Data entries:
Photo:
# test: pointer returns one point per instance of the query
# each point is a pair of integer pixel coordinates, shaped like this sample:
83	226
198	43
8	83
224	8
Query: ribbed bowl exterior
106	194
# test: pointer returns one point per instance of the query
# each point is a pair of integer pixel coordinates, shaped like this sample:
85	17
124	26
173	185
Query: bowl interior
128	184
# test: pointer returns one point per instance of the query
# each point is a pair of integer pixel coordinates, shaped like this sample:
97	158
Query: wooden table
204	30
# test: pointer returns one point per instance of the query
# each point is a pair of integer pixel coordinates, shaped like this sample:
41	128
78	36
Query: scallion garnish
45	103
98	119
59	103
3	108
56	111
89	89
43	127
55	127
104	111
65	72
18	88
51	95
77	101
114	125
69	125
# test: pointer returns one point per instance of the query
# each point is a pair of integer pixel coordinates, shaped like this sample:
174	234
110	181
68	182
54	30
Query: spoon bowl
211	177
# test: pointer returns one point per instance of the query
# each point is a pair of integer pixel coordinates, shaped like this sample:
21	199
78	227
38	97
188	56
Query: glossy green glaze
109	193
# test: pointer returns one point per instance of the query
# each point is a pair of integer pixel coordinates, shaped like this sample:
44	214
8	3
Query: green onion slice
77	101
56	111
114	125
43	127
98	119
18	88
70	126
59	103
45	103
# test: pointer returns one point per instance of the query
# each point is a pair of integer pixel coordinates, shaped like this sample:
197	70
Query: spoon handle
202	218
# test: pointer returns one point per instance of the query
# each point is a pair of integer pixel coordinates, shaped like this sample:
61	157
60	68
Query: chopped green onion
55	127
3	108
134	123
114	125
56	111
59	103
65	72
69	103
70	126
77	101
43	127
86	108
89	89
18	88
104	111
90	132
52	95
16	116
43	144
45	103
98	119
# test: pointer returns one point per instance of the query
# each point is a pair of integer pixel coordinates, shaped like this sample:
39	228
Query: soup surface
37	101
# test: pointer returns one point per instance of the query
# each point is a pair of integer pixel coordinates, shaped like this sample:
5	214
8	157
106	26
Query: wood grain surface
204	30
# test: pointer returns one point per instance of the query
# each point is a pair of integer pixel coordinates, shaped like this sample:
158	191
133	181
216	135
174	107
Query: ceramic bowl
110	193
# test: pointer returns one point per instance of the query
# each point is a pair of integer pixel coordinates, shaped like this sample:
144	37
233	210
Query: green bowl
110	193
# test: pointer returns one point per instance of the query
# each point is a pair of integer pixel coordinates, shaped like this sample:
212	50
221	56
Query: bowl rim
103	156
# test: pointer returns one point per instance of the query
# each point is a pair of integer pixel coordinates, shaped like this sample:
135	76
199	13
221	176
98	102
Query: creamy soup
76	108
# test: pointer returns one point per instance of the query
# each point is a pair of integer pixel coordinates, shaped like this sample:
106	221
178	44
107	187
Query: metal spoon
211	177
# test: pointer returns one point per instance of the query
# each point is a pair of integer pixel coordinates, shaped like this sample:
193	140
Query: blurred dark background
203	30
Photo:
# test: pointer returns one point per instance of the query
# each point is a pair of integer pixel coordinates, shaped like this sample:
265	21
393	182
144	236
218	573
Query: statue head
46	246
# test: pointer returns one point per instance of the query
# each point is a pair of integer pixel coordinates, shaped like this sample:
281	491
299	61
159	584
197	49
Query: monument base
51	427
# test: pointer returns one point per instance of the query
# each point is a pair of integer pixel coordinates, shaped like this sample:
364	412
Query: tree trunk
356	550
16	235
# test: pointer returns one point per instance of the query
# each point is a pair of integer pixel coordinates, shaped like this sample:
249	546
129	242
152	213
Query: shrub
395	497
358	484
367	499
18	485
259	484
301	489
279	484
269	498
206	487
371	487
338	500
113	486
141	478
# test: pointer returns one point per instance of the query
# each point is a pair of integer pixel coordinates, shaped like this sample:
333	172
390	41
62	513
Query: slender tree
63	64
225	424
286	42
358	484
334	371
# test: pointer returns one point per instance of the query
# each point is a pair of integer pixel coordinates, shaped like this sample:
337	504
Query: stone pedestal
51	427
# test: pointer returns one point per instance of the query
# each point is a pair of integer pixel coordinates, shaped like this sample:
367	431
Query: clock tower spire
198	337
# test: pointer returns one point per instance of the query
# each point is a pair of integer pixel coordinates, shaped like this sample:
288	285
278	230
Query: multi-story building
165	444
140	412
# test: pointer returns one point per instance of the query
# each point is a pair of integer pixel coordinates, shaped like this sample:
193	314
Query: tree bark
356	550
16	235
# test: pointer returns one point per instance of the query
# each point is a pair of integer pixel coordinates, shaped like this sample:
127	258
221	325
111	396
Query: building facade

◆ **Challenge**:
Repeat every entry exactly as written above.

◆ **Exercise answer**:
Photo:
# test: pointer returns one point per instance of the query
# each point is a pair of integer pixel coordinates, shaped like this sample:
83	226
198	43
8	83
224	8
Query: ribbed bowl exterior
106	194
# test: pointer returns one point per instance of the query
# each point is a pair of integer pixel coordinates, shaped like this sample:
85	17
124	26
173	185
Query: bowl interior
128	184
# test: pointer returns one point per instance of the query
# each point is a pair of integer pixel coordinates, shaped like this sample:
97	158
Query: wooden table
204	30
# test: pointer returns one point per instance of the query
# each point is a pair of integer pixel coordinates, shaped like this sample:
41	128
78	36
Query: scallion garnish
45	103
98	119
59	103
3	108
56	111
89	89
43	127
55	127
104	111
65	72
18	88
51	95
77	101
114	125
69	125
# test: pointer returns one point per instance of the query
# each point is a pair of integer pixel coordinates, shaped like this sample:
174	234
110	181
68	182
54	30
Query: spoon bowl
211	177
# test: pointer returns one point per instance of the query
# each point is a pair of integer pixel coordinates, shaped like this sample:
21	199
78	227
38	97
188	56
Query: glossy green glaze
109	193
# test: pointer returns one point per instance of the query
# each point is a pair of integer pixel coordinates, shaped like this sample:
44	214
8	3
Query: green onion slice
77	101
56	111
114	125
43	127
98	119
18	88
70	126
59	103
45	103
# test: pointer returns one point per instance of the query
# each point is a pair of integer pixel coordinates, shaped like this sample:
197	70
Query: spoon handle
202	218
# test: pointer returns one point per instance of the query
# each point is a pair of integer pixel coordinates, shaped like this sample:
61	157
60	68
Query: chopped green onion
55	127
3	108
134	123
114	125
56	111
59	103
65	72
69	103
70	126
77	101
43	127
86	108
89	89
18	88
104	111
90	132
52	95
16	116
43	144
45	103
98	119
# test: pointer returns one point per instance of the query
# each point is a pair of integer pixel coordinates, shaped like this sample:
39	228
Query: soup surface
37	101
# test: pointer returns one point per instance of the query
# each point is a pair of integer pixel coordinates, shaped like this sample:
5	214
8	157
106	26
Query: wood grain surface
204	30
# test: pointer returns one point per instance of the query
# each point is a pair of integer pixel coordinates, shaped like this sample:
158	191
133	181
216	135
174	107
Query: ceramic bowl
110	193
# test: pointer returns one point per instance of the query
# each point is a pair of integer pixel coordinates, shaped like this sample:
144	37
233	210
Query: green bowl
110	193
# test: pointer returns one point per instance of the query
# each point is a pair of integer pixel coordinates, shaped like this sample:
212	50
221	56
Query: bowl rim
103	156
# test: pointer returns one point per instance of the query
# each point is a pair of integer pixel coordinates, shaped like this sample:
135	76
199	13
221	176
98	102
Query: creamy soup
76	108
# test: pointer returns one point per instance of the query
# each point is a pair of integer pixel coordinates, shaped like this sample:
106	221
178	44
107	187
Query: metal spoon
211	177
# test: pointer returns one point per instance of the query
# each point is a pair of integer pixel coordinates, shaped like this sample:
193	140
Query: blurred dark background
203	30
Photo:
# test: pointer returns one point per instance of the query
# each point is a pair of integer pixel coordinates, shaped like this sample:
265	21
393	182
144	236
218	573
Query: statue head
46	246
# test: pointer returns one point per instance of the query
# each point is a pair of integer pixel coordinates, shaped like this sample:
281	491
299	61
159	584
197	49
Query: monument base
51	427
# test: pointer returns one point per instance of the query
# each point is a pair of integer pixel coordinates, shaped like this sample:
364	412
Query: tree trunk
356	550
16	235
# test: pointer returns one point per instance of the query
# each point is a pair of integer pixel coordinates, shaped like this sample:
249	546
129	242
152	213
Query: shrub
395	497
358	484
367	499
18	485
259	484
301	489
279	484
269	498
206	487
371	487
338	500
113	486
141	478
# test: pointer returns one point per instance of the query
# each point is a pair of integer pixel coordinates, shaped like this sample:
333	172
390	41
62	513
Query: slender tree
63	64
225	424
286	42
358	484
334	371
# test: pointer returns one point per instance of the query
# each point is a pair of integer pixel coordinates, shaped like this sample:
337	504
Query: stone pedestal
51	427
# test: pointer returns one point per instance of the query
# each point is a pair of integer pixel coordinates, shaped like this sample:
367	431
Query: clock tower spire
198	337
# test: pointer returns one point per instance of the query
# each point is a pair of integer pixel coordinates, shaped like this sample:
288	285
278	230
Query: multi-story building
165	444
140	412
# test: pointer returns one point per instance of the query
# each point is a pair of integer pixel coordinates, shaped like this sample:
193	314
Query: tree bark
356	550
16	235
# test: pointer returns one point per instance of the query
# each point is a pair of integer pixel coordinates, shaped like this sample:
127	258
221	325
111	396
Query: building facade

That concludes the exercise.